#### [WHAT YOU ARE ASKED TO DO]
Continue the interview below about CRISPR and gene therapy, starting after its final sentence.

(Beginning of PAGE TEXT)

How does CRISPR gene editing work?

What does the application of gene therapy look like in practice? Adrian Thrasher is a professor at UCL, and a little over 20 years ago, he pioneered the use of viruses as a means of delivering gene therapy to sufferers of ADA deficiency, a genetic metabolic disorder that causes immunodeficiency. This treatment proved successful, showing that gene therapy can transform lives, but there are risks doing this with viruses. Therefore, if we can edit genes more safely and discreetly, as happens with CRISPR, then that is safer...

Adrian - We can identify the genes that are involved in causing a disease using conventional sequencing methods. Once we know that we can decide to treat the patients using synthetic genes which were conventionally delivered using vectors such as lentiviral vectors which will deliver the genes randomly throughout the genome. Or more recently technology has advanced so we can now use CRISPR to more precisely correct the defects within the cells.

Will - So what does that procedure involve?

Adrian - For the patient what it means is that we can remove the stem cells in the bone marrow and modify those in a laboratory in a sort of clinical grade laboratory and then give them back to the patient. Now that sounds very simple but there are a few nuances to that because the technology to introduce the genes into the cell or the CRISPR into the cell is fairly complex and also the treatment of the patient to enable them to receive the gene corrected cells is also complex. For example it may involve giving some chemotherapy to eliminate the diseased bone marrow before giving back the corrected bone marrow.

Will - So the idea is because bone marrow is where all new cells are made, if you can pop your new good gene cells in there, they'll administer themselves appropriately out into the body?

Adrian - That's exactly right. So the bone marrow has some very specialised cells called haemopoietic stem cells which live within the bone marrow. They divide and create more stem cells but more importantly they populate the whole body with all the blood lineages that we're familiar with. So red blood cells, white blood cells and platelets.

Will - How long does it take for these new engineered cells to sort of have an effect?

Adrian - Well it's variable it depends on the disease that's being treated but, very similar to a bone marrow transplant where another person's cells are used to correct a disease, It takes time for the stem cells to engraft and then repopulate all the lineages in the blood and so that usually takes a few months.

(End of PAGE TEXT)
(Beginning of DATA SECTION)

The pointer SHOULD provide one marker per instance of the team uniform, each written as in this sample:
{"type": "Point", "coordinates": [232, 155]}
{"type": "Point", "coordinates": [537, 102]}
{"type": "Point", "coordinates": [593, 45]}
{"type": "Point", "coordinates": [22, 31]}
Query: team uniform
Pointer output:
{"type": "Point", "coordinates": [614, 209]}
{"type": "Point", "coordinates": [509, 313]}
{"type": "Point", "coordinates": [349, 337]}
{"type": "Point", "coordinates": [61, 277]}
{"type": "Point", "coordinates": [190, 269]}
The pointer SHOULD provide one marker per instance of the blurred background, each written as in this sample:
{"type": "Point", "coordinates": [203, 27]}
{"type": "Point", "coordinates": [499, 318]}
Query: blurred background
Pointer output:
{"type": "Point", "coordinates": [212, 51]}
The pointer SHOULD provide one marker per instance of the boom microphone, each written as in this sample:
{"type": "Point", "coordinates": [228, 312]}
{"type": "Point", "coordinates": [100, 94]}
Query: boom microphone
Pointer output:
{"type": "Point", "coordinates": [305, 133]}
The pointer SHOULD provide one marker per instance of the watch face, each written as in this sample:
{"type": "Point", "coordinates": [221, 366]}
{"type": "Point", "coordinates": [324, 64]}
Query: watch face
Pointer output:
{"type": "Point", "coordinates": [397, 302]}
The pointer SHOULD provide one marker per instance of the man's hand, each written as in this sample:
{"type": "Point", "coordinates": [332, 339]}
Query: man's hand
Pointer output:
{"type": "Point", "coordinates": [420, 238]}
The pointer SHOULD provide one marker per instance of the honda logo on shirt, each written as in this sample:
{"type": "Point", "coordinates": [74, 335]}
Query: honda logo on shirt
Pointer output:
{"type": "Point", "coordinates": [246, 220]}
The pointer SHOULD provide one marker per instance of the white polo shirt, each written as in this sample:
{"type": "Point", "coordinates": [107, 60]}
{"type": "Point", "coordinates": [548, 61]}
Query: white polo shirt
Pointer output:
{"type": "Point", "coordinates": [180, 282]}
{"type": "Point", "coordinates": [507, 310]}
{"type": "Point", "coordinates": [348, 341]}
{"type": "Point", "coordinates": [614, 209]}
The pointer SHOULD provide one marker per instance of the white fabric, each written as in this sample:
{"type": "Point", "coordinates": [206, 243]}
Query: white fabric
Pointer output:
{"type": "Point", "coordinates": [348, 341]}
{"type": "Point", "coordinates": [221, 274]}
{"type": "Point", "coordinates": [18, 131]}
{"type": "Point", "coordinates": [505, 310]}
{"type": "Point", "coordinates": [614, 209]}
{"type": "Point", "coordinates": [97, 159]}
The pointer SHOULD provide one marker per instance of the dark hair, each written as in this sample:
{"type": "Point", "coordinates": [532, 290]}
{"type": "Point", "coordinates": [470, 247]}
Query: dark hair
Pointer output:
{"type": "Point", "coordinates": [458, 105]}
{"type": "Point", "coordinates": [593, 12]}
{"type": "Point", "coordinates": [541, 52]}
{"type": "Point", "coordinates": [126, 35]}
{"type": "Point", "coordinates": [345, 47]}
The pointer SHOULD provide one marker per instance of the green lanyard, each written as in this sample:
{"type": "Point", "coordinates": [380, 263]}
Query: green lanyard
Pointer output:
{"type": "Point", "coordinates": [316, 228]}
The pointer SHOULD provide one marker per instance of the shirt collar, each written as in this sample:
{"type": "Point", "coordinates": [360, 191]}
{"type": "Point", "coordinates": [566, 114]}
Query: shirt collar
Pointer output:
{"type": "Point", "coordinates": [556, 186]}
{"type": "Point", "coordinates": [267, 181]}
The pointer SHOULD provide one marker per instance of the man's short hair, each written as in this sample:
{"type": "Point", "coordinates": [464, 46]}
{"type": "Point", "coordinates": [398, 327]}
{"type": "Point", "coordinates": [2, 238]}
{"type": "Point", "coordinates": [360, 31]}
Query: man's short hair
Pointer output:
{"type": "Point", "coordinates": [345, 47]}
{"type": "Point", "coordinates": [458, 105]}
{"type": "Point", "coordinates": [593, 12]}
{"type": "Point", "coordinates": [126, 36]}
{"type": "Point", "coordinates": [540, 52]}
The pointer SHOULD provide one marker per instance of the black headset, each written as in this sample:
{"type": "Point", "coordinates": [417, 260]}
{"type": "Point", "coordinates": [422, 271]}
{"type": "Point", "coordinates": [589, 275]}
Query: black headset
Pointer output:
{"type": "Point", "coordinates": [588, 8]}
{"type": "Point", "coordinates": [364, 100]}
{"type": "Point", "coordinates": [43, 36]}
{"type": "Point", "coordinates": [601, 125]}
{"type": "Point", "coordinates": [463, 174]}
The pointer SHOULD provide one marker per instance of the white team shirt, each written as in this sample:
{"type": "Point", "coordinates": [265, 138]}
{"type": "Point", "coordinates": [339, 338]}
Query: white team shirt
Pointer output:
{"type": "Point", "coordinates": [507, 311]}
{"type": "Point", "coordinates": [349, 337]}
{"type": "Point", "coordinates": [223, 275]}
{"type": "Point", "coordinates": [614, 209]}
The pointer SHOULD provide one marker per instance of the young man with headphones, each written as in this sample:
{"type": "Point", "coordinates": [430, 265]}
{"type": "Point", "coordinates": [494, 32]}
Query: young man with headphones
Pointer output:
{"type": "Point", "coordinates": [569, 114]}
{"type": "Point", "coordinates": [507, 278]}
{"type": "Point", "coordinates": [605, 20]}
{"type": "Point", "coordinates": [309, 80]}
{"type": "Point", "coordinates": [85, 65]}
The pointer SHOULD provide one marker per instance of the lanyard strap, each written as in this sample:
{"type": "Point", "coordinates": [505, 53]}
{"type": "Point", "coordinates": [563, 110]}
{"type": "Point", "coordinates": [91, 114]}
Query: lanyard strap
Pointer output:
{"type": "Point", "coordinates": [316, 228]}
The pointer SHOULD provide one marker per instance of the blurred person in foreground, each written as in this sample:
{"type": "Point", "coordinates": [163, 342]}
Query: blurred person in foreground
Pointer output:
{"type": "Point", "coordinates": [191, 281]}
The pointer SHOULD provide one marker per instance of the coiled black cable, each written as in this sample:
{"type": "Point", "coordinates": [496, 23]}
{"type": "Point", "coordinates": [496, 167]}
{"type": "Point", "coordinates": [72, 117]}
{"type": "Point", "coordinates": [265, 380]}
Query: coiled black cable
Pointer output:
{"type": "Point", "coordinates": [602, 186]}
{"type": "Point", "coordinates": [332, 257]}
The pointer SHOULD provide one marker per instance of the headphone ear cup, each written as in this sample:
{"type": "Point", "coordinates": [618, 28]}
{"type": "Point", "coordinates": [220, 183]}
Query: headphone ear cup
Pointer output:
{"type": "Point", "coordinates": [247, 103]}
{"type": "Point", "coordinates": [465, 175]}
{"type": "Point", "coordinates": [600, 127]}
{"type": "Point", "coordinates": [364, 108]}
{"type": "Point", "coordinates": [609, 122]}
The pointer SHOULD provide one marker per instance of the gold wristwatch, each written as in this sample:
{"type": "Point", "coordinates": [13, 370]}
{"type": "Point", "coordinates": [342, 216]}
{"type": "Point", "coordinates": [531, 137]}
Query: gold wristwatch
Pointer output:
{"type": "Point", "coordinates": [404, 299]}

(End of DATA SECTION)
(Beginning of DATA SECTION)

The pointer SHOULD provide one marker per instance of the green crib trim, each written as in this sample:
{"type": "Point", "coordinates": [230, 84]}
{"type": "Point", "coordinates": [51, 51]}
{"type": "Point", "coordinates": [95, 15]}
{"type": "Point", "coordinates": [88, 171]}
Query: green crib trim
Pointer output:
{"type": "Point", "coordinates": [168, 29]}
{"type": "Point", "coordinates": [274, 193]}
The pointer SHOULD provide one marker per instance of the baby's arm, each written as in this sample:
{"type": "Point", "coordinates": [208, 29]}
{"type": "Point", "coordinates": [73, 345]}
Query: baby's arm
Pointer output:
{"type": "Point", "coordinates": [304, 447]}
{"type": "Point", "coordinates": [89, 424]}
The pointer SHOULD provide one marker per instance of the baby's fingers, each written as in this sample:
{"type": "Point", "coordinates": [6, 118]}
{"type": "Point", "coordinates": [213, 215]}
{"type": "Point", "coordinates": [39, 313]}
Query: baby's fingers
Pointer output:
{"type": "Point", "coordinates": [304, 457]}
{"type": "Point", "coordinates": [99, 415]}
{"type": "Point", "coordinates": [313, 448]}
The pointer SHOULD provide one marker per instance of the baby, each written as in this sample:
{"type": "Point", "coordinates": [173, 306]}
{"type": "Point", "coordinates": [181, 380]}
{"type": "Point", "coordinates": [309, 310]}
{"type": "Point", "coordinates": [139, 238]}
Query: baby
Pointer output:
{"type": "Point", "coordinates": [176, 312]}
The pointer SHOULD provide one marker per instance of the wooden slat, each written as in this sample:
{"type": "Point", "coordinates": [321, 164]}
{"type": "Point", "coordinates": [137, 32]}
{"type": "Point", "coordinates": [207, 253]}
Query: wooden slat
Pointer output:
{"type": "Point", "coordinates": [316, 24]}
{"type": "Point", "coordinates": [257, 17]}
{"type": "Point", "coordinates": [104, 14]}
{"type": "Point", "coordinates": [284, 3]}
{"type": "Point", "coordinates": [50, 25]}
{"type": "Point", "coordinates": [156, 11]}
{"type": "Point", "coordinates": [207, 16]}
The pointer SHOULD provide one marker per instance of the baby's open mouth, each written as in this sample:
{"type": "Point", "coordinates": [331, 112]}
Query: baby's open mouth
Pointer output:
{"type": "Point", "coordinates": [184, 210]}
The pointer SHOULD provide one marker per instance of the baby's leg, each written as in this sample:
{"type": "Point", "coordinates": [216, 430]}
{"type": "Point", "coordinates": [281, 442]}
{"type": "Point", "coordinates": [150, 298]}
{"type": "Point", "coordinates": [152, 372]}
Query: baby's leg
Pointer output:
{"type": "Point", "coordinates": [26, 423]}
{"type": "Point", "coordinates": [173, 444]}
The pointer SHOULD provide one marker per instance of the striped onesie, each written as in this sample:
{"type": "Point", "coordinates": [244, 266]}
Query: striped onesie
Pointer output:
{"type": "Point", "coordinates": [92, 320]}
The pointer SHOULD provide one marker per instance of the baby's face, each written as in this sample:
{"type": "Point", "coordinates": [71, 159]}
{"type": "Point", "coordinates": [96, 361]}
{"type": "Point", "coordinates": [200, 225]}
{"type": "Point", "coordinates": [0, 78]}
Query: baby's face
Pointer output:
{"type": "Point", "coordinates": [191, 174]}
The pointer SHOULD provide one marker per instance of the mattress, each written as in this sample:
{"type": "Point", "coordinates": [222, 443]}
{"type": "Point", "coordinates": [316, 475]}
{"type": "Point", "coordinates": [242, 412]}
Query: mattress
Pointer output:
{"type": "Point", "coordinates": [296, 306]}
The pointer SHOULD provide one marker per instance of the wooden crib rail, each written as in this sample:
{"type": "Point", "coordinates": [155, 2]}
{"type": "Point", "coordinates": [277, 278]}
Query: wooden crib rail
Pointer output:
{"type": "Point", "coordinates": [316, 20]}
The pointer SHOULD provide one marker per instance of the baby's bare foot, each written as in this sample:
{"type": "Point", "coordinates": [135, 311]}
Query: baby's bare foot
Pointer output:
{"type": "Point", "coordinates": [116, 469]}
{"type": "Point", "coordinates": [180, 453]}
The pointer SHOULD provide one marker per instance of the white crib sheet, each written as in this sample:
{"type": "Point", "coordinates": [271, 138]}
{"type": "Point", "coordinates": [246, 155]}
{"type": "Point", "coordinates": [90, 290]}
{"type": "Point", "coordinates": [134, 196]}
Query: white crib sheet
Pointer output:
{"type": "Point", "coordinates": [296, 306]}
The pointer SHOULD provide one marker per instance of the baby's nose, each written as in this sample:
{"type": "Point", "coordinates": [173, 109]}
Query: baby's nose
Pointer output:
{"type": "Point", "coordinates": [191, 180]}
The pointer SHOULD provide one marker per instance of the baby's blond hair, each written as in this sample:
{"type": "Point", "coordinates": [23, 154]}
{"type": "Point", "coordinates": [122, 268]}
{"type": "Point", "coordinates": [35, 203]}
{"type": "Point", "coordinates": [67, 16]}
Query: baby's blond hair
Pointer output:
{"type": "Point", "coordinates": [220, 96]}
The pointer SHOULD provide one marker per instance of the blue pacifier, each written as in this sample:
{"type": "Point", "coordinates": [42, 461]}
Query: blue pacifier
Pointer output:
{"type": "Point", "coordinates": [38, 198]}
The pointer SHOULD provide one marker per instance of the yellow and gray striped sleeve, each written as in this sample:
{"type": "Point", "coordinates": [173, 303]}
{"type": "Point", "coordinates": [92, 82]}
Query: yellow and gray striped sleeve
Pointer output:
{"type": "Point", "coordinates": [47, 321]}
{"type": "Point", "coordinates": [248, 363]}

(End of DATA SECTION)

#### [ANSWER TO THIS PROBLEM]
Will - CRISPR is as we keep repeating in this programme pretty cutting edge so it probably doesn't have the track record of other types of gene editing when it comes to treating genetic diseases but if we look at a few of its predecessors what kind of genetic diseases have been involved in treating with this method?

Adrian - Some of the haemoglobinopathies, so sickle cell disease, has been treated using CRISPR. There are big efforts to try and use it in other haemoglobinopathies and immune deficiencies such as ADA deficiency which we know is treatable by gene therapy using lentiviral technology, gene addition technology, and therefore it will make it amenable to CRISPR based technologies, which hopefully will make it a more accurate fix to the cells and therefore safer for the patients.

Will - Do you foresee many more genetic diseases being able to be treated with these means?

Adrian - Yes absolutely because you know in theory you could target any genetic disease using CRISPR or CRISPR-like technologies. The issue which has been the issue for all gene therapies is how do you deliver the therapeutic agent to the cells that you want to correct? Now for bone marrow it's relatively easy because we can take the bone marrow out of the patient and modify it in the lab. For other diseases we may want to deliver the CRISPR to organs in the body and that may be more difficult but in theory yes many many genetic diseases will be amenable to this sort of treatment.